#### Selected text ####

A Gift for the Heart: Justina, Zenón, and Ponciano Begin Life Anew

1 September, 2025
Patients from Comarapa and Saipina received pacemakers donated by Pastoral Social Caritas. The procedures were carried out at Clínica de las Américas and were fully funded by the National Vida Segura Foundation.
Justina Claros Rocha’s tears are tears of joy. At 70 years old, she says she feels hope return to her heart. Alongside Zenón Saldaña Covarrubias and Ponciano Fuentes Muñoz, she was referred from the San Martín de Porres Hospital in Comarapa to the Clínica de las Américas in Santa Cruz de la Sierra to receive a pacemaker donated through Pastoral Social Cáritas (Pasoc), in coordination with the National Vida Segura Foundation.
In August of last year, Doña Justina began fainting and was diagnosed with heart failure. “I didn’t have money for a pacemaker, so I’ve only been taking pills since then,” she says.However, dizziness and headaches were constant companions. Before falling ill, she made a living selling vegetables. Today, she survives on the senior citizen’s pension and by selling soft drinks in Comarapa, though she tires easily and can no longer carry her buckets.
A mother of nine children whom she raised on her own, she now lives with one of them in Comarapa and takes care of her two grandchildren, Erik and Esteicy, aged nine and seven, whom her youngest daughter left in her care when she went to work in Chile.”For myself, I wouldn’t want to go on living, but for them, I want to live a few more years. They’re still little—I can’t leave them. Now, with the pacemaker I received, I know I’ll be better,” she says emotionally.
The story of 68-year-old Zenón Saldaña carries a similar tone of gratitude.

A farmer, born in Pasorapa (Cochabamba) and living in Saipina, he has lived for 15 years with the consequences of Chagas disease, which damaged his heart.
“They told me I needed a pacemaker, but I refused—I was hesitant because I didn’t have the money,” he recalls. His decision changed when a nun at the hospital told him about the campaign: “Everything will be fine, don Zenón; you won’t wear yourself out,” she reassured him.
Although he jokes that he only agreed to the operation on the condition that afterward his children help him treat his prostate—another health issue he faces—his gratitude is unmistakable. Just one day after the surgery, he was surprised he could walk up the clinic stairs without getting tired.”Before, it felt like climbing a mountain. Now I’m fine—I don’t wheeze with every step anymore,” he says with relief.

#### Dataset excerpts ####

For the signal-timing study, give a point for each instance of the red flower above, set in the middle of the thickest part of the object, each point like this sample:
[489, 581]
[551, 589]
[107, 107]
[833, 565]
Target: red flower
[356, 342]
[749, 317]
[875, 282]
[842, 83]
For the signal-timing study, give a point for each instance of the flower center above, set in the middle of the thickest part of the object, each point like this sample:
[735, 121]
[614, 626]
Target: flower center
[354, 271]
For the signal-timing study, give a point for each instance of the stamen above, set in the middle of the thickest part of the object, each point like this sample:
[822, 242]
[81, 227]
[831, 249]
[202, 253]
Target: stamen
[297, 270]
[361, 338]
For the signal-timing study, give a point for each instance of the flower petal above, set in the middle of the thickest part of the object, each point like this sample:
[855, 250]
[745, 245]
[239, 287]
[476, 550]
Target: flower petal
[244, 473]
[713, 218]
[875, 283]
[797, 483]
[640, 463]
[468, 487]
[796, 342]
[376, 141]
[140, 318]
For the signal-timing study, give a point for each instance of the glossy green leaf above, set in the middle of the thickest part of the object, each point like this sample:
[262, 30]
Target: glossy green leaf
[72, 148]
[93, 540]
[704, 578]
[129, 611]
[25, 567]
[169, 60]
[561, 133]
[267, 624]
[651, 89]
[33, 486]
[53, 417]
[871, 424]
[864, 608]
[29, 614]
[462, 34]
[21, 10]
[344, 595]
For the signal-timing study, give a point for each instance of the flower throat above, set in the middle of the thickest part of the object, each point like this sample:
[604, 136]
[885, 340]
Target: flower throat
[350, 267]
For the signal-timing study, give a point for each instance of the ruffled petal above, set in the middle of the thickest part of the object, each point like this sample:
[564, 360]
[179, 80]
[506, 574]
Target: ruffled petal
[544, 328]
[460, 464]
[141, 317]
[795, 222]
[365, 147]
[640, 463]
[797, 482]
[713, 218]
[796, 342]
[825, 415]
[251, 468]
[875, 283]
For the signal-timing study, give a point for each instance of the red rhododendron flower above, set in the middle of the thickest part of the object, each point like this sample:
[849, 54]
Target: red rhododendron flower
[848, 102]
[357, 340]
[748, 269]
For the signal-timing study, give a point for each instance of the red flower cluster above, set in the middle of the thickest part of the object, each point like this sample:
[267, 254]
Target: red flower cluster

####

== What you are asked to do ==
In the pacemaker article, copy the passage between "The story of" and "she reassured him.", inclusive, changing "farmer" to "grower".

== Exercise result ==
The story of 68-year-old Zenón Saldaña carries a similar tone of gratitude.

A grower, born in Pasorapa (Cochabamba) and living in Saipina, he has lived for 15 years with the consequences of Chagas disease, which damaged his heart.
“They told me I needed a pacemaker, but I refused—I was hesitant because I didn’t have the money,” he recalls. His decision changed when a nun at the hospital told him about the campaign: “Everything will be fine, don Zenón; you won’t wear yourself out,” she reassured him.